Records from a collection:
————————

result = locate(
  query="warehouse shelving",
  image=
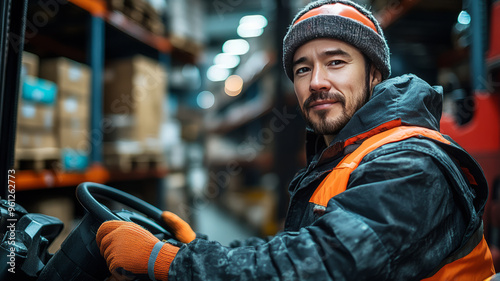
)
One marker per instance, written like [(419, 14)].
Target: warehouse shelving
[(83, 37)]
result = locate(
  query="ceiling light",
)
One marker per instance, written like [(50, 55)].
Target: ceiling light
[(205, 99), (464, 18), (225, 60), (236, 47), (256, 21), (233, 85), (216, 73)]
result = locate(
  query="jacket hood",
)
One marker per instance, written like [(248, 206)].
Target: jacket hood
[(402, 100)]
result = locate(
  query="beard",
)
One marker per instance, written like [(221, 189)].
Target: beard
[(332, 125)]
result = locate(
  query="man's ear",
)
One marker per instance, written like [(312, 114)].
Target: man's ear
[(375, 77)]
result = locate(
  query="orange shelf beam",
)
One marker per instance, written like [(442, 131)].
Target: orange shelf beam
[(129, 27), (28, 180), (95, 7)]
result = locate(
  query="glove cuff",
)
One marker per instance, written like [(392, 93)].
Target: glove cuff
[(160, 259)]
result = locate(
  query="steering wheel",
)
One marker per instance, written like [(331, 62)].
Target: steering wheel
[(85, 194), (79, 257)]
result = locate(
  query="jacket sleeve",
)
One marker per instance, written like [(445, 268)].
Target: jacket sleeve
[(396, 221)]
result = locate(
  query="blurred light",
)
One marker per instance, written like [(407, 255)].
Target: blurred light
[(256, 21), (216, 73), (464, 18), (205, 99), (225, 60), (233, 85), (251, 26), (236, 47), (246, 32)]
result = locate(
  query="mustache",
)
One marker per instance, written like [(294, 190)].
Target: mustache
[(323, 95)]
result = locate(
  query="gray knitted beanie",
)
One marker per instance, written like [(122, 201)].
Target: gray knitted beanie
[(342, 20)]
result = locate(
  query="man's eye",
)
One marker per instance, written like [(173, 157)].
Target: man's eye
[(336, 62), (301, 70)]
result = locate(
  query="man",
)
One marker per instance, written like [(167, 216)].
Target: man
[(384, 196)]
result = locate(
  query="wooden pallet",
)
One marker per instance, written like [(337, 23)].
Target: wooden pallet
[(37, 159), (134, 162), (141, 12), (126, 160)]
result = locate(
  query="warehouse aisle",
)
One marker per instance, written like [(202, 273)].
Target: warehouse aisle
[(219, 225)]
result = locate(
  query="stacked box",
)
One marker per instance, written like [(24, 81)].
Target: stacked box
[(36, 106), (187, 21), (134, 89), (72, 114), (140, 11)]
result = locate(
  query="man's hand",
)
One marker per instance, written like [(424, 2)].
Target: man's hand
[(131, 251), (179, 228)]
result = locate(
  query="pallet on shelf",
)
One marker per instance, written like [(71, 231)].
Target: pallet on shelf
[(37, 159), (141, 12), (126, 160)]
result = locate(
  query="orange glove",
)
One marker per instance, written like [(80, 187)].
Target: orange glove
[(131, 251), (179, 228)]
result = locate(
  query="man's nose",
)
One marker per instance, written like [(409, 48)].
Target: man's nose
[(319, 81)]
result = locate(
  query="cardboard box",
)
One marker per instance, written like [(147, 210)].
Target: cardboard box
[(74, 139), (70, 76), (74, 160), (73, 112), (35, 115), (33, 138), (30, 64), (136, 87), (38, 90)]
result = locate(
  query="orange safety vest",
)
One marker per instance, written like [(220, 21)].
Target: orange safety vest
[(471, 262)]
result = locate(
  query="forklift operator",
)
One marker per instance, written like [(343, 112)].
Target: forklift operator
[(384, 195)]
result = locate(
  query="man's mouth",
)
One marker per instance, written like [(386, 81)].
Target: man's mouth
[(321, 104)]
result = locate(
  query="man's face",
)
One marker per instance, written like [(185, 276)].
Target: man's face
[(330, 81)]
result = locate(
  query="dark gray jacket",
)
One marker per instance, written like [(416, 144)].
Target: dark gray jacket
[(407, 206)]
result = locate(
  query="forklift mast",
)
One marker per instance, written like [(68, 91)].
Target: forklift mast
[(481, 135)]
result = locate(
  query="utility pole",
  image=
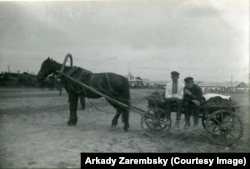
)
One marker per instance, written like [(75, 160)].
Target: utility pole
[(231, 80)]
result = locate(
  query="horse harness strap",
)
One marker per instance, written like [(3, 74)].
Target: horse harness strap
[(71, 71)]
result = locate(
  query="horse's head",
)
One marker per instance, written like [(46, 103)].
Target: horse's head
[(46, 69)]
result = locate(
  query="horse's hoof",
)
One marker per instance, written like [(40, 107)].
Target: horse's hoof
[(114, 124), (69, 123)]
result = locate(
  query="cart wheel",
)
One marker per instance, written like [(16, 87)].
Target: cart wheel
[(155, 123), (224, 127)]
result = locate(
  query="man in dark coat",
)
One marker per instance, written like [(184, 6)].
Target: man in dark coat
[(174, 95), (191, 100)]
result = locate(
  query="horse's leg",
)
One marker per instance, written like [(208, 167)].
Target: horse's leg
[(125, 118), (115, 119), (82, 101), (73, 101), (117, 115)]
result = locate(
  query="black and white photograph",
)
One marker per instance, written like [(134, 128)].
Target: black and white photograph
[(122, 76)]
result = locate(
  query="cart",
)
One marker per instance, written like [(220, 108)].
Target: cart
[(221, 123), (220, 119)]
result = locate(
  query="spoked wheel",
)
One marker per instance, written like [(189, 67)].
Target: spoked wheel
[(155, 122), (224, 127)]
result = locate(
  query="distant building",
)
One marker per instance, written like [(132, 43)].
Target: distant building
[(134, 82), (223, 87)]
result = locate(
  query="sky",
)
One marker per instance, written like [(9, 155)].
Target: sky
[(208, 39)]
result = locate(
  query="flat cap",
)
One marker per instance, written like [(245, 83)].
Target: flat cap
[(175, 73), (188, 79)]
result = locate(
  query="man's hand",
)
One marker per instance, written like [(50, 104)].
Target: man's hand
[(187, 92), (196, 102)]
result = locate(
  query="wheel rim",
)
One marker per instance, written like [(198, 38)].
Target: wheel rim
[(155, 123), (224, 127)]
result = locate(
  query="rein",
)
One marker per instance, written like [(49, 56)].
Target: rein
[(65, 60)]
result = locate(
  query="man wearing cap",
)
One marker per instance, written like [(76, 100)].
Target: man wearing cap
[(174, 93), (191, 101)]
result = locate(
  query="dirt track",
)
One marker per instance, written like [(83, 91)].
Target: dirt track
[(33, 131)]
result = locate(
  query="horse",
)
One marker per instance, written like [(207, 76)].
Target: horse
[(110, 84)]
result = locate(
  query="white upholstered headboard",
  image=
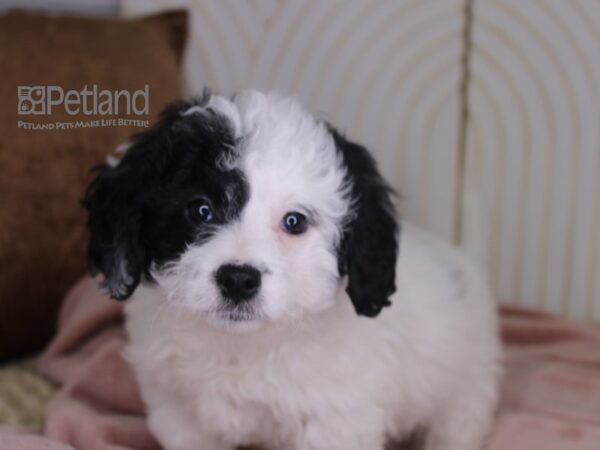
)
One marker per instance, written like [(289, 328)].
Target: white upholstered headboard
[(504, 91)]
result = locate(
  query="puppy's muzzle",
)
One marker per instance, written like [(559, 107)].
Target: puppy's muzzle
[(238, 283)]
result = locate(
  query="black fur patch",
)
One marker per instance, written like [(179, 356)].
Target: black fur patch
[(138, 210), (369, 247)]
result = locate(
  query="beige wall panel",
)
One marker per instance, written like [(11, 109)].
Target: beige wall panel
[(387, 72), (534, 139)]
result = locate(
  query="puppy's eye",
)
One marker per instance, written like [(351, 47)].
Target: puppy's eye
[(294, 223), (200, 211)]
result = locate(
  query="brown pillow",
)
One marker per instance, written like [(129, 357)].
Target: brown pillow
[(43, 173)]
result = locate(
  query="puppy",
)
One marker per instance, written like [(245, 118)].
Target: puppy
[(269, 303)]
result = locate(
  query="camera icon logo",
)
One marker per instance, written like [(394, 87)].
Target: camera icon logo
[(32, 100)]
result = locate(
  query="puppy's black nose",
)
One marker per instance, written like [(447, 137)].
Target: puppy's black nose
[(238, 283)]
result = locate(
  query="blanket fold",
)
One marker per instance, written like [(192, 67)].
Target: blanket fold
[(550, 396)]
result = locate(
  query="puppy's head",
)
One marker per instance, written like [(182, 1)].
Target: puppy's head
[(246, 211)]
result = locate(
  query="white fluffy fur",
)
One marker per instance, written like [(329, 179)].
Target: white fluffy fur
[(305, 372)]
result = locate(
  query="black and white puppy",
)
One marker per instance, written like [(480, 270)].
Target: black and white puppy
[(257, 245)]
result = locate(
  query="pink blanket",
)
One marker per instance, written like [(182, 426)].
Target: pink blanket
[(550, 394)]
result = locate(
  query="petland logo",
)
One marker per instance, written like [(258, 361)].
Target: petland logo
[(44, 100)]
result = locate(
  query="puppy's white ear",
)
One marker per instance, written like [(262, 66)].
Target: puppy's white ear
[(369, 246)]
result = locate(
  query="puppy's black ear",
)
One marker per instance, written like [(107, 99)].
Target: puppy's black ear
[(115, 201), (114, 204), (369, 246)]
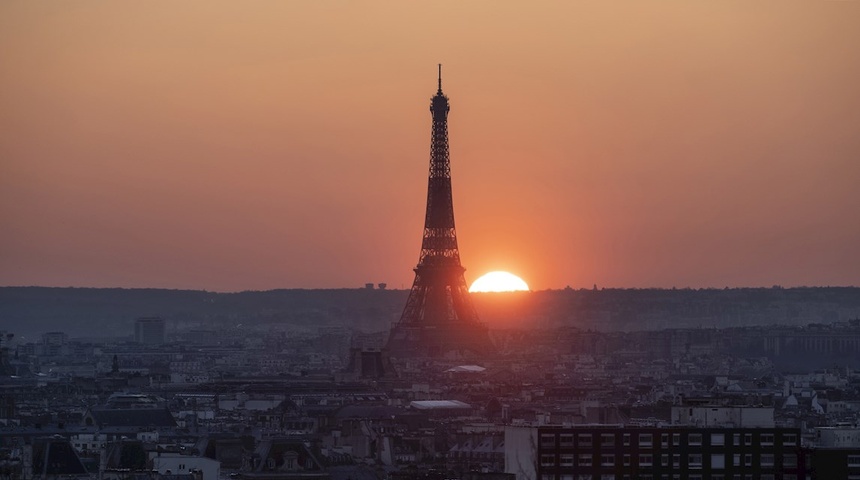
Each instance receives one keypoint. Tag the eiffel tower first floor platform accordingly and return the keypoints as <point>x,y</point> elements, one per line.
<point>450,340</point>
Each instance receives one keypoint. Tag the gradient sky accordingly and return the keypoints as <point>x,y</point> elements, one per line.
<point>228,145</point>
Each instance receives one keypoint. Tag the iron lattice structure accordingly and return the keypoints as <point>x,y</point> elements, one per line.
<point>439,318</point>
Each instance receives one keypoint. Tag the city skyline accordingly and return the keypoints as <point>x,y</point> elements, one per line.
<point>231,147</point>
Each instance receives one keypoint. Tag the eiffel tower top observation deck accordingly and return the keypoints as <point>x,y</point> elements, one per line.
<point>439,318</point>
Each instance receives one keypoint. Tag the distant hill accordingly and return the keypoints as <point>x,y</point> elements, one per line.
<point>110,312</point>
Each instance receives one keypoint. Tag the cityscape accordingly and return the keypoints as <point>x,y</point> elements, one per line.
<point>128,350</point>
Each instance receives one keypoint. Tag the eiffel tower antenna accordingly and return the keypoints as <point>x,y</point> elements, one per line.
<point>439,317</point>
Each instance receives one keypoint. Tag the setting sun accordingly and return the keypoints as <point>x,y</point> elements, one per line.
<point>499,282</point>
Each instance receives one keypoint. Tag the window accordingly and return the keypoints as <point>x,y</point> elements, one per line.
<point>694,460</point>
<point>584,440</point>
<point>566,440</point>
<point>607,440</point>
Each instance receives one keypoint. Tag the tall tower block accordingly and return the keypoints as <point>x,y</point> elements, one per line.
<point>439,319</point>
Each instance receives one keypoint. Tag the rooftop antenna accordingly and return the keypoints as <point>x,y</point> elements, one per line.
<point>440,78</point>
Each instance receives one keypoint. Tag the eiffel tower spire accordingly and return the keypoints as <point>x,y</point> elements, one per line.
<point>439,317</point>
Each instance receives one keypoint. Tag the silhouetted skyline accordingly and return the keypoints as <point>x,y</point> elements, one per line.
<point>227,146</point>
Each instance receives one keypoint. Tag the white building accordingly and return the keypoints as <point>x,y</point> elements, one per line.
<point>177,464</point>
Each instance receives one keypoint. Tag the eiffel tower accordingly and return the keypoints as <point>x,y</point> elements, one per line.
<point>439,319</point>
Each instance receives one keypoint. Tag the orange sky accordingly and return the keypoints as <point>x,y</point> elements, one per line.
<point>228,145</point>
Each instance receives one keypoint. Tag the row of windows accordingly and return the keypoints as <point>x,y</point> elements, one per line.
<point>674,476</point>
<point>694,460</point>
<point>646,440</point>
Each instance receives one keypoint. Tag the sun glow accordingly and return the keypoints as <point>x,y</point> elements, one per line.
<point>499,282</point>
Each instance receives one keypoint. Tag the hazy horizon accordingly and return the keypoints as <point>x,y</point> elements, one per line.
<point>229,147</point>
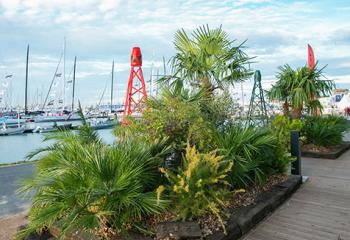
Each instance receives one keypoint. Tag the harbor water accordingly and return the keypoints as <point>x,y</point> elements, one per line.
<point>15,148</point>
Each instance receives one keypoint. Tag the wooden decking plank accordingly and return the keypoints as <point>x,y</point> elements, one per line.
<point>320,209</point>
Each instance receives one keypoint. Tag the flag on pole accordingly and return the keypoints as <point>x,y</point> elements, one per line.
<point>311,58</point>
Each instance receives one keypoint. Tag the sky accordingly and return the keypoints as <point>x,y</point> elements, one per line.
<point>97,32</point>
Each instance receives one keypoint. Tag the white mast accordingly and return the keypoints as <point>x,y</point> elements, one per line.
<point>64,73</point>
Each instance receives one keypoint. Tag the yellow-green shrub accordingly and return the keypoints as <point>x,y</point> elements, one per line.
<point>199,187</point>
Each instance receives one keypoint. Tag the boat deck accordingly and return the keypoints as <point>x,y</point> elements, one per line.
<point>320,209</point>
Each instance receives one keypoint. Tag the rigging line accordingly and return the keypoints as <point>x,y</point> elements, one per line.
<point>53,79</point>
<point>103,93</point>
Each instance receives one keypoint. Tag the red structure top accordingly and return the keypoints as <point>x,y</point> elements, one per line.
<point>136,57</point>
<point>311,58</point>
<point>136,93</point>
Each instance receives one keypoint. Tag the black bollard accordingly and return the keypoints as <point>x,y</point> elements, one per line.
<point>295,152</point>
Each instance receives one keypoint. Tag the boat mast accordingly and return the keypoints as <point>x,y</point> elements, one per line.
<point>75,64</point>
<point>112,86</point>
<point>64,74</point>
<point>164,67</point>
<point>26,85</point>
<point>53,79</point>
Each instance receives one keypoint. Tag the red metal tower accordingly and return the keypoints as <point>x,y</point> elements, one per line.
<point>136,94</point>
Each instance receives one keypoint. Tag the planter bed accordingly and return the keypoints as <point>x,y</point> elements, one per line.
<point>334,153</point>
<point>241,219</point>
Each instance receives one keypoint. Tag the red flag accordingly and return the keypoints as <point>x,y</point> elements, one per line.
<point>311,58</point>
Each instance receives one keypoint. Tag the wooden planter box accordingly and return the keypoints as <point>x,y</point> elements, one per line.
<point>242,219</point>
<point>329,155</point>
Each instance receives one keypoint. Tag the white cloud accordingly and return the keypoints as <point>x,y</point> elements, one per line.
<point>98,31</point>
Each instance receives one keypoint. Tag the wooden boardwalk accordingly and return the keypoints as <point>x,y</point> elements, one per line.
<point>320,209</point>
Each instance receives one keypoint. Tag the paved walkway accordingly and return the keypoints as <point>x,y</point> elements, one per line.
<point>319,210</point>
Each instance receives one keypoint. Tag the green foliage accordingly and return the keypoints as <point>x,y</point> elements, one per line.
<point>324,131</point>
<point>176,117</point>
<point>219,109</point>
<point>199,186</point>
<point>208,59</point>
<point>255,153</point>
<point>300,88</point>
<point>82,184</point>
<point>281,127</point>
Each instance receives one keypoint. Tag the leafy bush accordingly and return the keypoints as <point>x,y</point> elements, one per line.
<point>255,153</point>
<point>82,184</point>
<point>281,127</point>
<point>324,131</point>
<point>199,186</point>
<point>175,117</point>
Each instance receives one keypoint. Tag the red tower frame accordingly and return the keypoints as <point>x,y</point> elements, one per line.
<point>135,96</point>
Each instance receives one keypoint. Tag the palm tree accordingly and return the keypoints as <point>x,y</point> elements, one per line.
<point>297,89</point>
<point>82,183</point>
<point>208,59</point>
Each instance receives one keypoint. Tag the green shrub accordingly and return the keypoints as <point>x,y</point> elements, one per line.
<point>255,153</point>
<point>281,126</point>
<point>88,185</point>
<point>199,186</point>
<point>324,131</point>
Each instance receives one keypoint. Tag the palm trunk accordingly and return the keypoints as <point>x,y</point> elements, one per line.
<point>208,87</point>
<point>285,108</point>
<point>296,113</point>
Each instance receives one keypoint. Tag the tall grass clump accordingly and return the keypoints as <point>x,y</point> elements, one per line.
<point>81,183</point>
<point>325,131</point>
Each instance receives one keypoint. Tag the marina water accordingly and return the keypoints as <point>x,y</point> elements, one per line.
<point>15,148</point>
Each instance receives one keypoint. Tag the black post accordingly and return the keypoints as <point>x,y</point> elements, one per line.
<point>26,86</point>
<point>112,86</point>
<point>75,64</point>
<point>295,152</point>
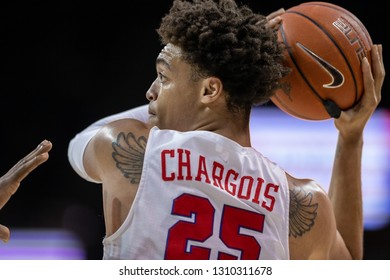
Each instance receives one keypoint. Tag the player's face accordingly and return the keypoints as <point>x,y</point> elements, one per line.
<point>174,96</point>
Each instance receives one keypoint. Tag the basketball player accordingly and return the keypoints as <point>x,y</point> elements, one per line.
<point>9,183</point>
<point>180,179</point>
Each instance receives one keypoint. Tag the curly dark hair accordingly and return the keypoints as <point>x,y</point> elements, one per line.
<point>220,38</point>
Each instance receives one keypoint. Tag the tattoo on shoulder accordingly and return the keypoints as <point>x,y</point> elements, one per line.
<point>303,212</point>
<point>128,155</point>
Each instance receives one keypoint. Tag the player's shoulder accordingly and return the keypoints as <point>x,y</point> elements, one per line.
<point>312,227</point>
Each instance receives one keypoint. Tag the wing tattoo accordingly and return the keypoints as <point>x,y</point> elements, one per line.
<point>129,155</point>
<point>302,212</point>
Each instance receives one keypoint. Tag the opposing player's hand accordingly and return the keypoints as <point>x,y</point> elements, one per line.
<point>10,182</point>
<point>351,123</point>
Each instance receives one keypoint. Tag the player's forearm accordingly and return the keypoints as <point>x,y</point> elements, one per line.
<point>79,143</point>
<point>345,193</point>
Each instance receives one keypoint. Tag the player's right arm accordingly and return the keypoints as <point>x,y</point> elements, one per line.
<point>79,143</point>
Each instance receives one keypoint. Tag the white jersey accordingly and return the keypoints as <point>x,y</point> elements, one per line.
<point>203,196</point>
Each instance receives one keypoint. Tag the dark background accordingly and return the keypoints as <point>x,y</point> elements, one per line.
<point>68,63</point>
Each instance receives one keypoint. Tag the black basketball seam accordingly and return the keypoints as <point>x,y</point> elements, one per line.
<point>301,74</point>
<point>337,46</point>
<point>341,9</point>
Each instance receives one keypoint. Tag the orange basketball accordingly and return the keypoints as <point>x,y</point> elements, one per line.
<point>325,45</point>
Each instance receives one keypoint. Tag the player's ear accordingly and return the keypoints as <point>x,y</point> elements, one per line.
<point>212,89</point>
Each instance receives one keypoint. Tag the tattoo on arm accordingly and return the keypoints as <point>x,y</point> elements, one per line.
<point>129,155</point>
<point>302,212</point>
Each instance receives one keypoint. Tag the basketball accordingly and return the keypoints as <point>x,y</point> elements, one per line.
<point>325,45</point>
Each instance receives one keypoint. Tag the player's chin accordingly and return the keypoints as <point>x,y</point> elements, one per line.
<point>153,120</point>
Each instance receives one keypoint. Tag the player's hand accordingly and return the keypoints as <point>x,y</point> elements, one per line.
<point>9,183</point>
<point>351,122</point>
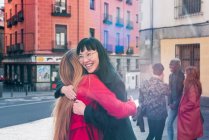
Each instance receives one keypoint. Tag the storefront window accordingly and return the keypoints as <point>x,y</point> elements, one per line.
<point>43,73</point>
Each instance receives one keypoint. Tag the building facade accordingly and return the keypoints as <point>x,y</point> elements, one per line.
<point>1,38</point>
<point>183,32</point>
<point>39,32</point>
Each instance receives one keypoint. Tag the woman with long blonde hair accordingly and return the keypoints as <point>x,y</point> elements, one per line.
<point>90,90</point>
<point>189,116</point>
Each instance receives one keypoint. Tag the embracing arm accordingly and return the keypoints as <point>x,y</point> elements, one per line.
<point>97,91</point>
<point>58,93</point>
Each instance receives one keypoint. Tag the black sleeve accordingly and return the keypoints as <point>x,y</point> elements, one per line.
<point>58,93</point>
<point>99,117</point>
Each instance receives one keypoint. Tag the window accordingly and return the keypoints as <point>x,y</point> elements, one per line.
<point>21,4</point>
<point>106,39</point>
<point>61,36</point>
<point>92,4</point>
<point>187,7</point>
<point>106,9</point>
<point>128,64</point>
<point>137,42</point>
<point>61,3</point>
<point>137,64</point>
<point>60,6</point>
<point>118,67</point>
<point>137,18</point>
<point>22,35</point>
<point>189,54</point>
<point>91,31</point>
<point>128,16</point>
<point>128,41</point>
<point>118,12</point>
<point>10,39</point>
<point>15,9</point>
<point>191,6</point>
<point>10,13</point>
<point>16,37</point>
<point>118,39</point>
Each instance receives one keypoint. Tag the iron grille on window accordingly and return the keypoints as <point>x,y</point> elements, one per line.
<point>92,5</point>
<point>187,7</point>
<point>189,55</point>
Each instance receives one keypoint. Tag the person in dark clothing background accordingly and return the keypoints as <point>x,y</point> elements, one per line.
<point>176,80</point>
<point>113,129</point>
<point>153,100</point>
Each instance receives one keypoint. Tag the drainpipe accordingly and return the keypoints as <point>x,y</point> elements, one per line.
<point>78,13</point>
<point>152,34</point>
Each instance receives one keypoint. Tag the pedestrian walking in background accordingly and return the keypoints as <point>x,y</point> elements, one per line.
<point>154,92</point>
<point>69,126</point>
<point>190,125</point>
<point>176,79</point>
<point>94,59</point>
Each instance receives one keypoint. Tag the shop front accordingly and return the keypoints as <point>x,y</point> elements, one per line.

————————

Exactly as written, give the line containing "Each instance receives one keypoint. Tag the drainpipe" and all remaining lines of the records.

▶ Full answer
Each instance receives one keypoint. Tag the drainpipe accordingly and return the keypoints as <point>x,y</point> elements, one per line.
<point>78,13</point>
<point>152,34</point>
Each instance receives one keypoint. Tag the pedestrian walking in background accordingly and return the keypoints as <point>x,y</point> elements, one per line.
<point>154,92</point>
<point>69,126</point>
<point>190,125</point>
<point>176,79</point>
<point>94,59</point>
Each instance receives one keypoint. Tag the shop front accordingly and return the keypoints as <point>x,y</point> elements, one per line.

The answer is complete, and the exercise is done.